→ GIVEN RECORDS
- - - -

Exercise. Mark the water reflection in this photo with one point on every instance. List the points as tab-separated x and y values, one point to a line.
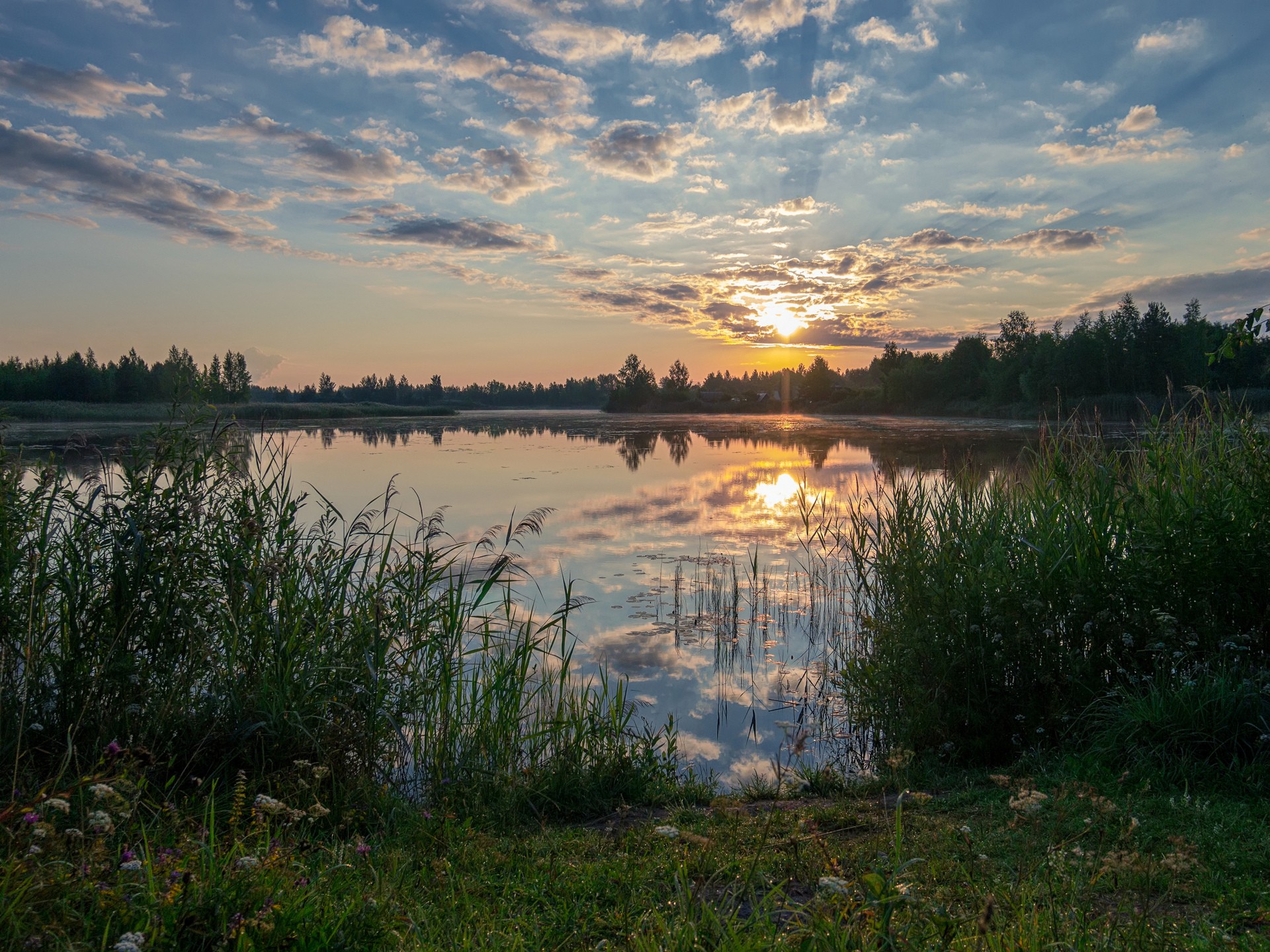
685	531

- - - -

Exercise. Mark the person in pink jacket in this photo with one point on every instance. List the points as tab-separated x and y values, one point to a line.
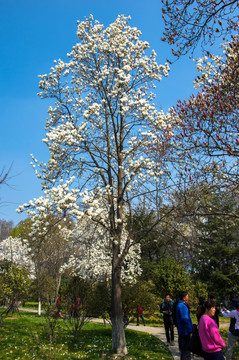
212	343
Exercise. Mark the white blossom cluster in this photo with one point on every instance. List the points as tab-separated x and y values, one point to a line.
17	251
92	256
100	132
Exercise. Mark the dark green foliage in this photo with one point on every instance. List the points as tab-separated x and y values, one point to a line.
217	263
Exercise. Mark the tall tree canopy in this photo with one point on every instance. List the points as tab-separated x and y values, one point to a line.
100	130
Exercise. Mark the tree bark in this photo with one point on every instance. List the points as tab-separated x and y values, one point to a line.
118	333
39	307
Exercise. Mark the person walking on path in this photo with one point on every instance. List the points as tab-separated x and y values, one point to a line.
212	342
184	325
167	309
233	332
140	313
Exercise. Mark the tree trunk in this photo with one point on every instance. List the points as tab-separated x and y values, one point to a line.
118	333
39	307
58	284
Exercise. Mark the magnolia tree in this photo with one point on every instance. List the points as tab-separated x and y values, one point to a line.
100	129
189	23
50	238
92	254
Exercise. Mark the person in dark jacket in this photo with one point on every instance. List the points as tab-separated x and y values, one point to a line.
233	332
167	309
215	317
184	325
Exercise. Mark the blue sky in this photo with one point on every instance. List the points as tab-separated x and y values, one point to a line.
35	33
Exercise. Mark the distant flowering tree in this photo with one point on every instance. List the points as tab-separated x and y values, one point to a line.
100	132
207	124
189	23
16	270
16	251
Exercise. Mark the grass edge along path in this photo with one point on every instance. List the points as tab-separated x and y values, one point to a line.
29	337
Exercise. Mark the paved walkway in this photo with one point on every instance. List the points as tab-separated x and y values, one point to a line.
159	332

- - - -

→ PROMPT
Display every line of the items above that contains the word "person".

→ THE SOLUTION
Exercise. Mark the person in pink jacket in this photo with one point on every instance. List the points as tab-separated x and y values, one point to a line.
Exercise. Mark the person walking on path in this photo with one point on every instance. List the points as tab-separated x and y values, one point to a line.
Exercise. Mark the person in dark jacket in this photo with one point on every instance. List the points as tab-separated x and y values, one point to a line.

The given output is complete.